Only the lines from the line containing "POST /point" to the end of the records, both included, belong in the answer, copied exactly.

Stored items
•••••
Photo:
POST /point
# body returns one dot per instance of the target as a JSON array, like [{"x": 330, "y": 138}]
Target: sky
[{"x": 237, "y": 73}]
•••••
Result below:
POST /point
# body returns one dot per instance of the target as a JSON array, like [{"x": 330, "y": 138}]
Target: sky
[{"x": 237, "y": 73}]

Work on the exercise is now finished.